# [What is needed]
Down to the final line, reproduce the entries that follow exactly.

--- Material to process Enclosed Below ---

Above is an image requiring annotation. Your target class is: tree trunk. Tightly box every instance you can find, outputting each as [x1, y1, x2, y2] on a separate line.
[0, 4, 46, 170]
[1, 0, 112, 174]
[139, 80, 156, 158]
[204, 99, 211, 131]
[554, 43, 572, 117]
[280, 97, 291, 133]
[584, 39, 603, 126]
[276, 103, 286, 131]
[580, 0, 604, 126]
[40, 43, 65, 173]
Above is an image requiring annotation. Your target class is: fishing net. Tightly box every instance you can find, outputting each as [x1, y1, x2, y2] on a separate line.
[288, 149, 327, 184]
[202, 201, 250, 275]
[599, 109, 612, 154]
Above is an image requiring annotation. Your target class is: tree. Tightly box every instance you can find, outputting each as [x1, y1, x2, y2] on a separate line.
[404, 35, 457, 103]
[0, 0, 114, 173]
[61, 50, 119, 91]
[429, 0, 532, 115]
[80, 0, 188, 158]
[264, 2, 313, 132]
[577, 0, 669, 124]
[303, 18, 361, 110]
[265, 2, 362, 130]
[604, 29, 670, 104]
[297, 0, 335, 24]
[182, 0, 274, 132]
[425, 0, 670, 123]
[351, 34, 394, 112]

--- End of Enclosed Material to process ---

# [Solution for this task]
Above is an image requiring annotation. Your target class is: tree trunk. Tightly box every instance you can find, outputting each as [x1, y1, x2, y2] on a separate line.
[0, 4, 46, 170]
[1, 0, 112, 174]
[139, 80, 156, 158]
[204, 99, 211, 131]
[554, 43, 572, 117]
[280, 97, 291, 133]
[584, 39, 603, 126]
[276, 103, 286, 131]
[580, 0, 604, 126]
[40, 43, 65, 173]
Above is an image requiring annotation. Your target class is: fishing net. Tightly box every instance you can find, outputting each as [x1, y1, x2, y2] on a separate line.
[288, 149, 327, 184]
[202, 201, 250, 275]
[599, 109, 612, 154]
Above is an image requiring annotation. Your target class is: tree. Tightly box every instance you can find, outputting each as [x1, y1, x2, y2] on a separate line.
[404, 35, 457, 103]
[0, 0, 114, 173]
[61, 50, 119, 91]
[429, 0, 532, 115]
[80, 0, 188, 158]
[264, 2, 313, 132]
[577, 0, 669, 124]
[303, 18, 361, 110]
[265, 2, 362, 130]
[604, 29, 670, 104]
[297, 0, 335, 24]
[182, 0, 274, 132]
[425, 0, 670, 123]
[351, 34, 394, 112]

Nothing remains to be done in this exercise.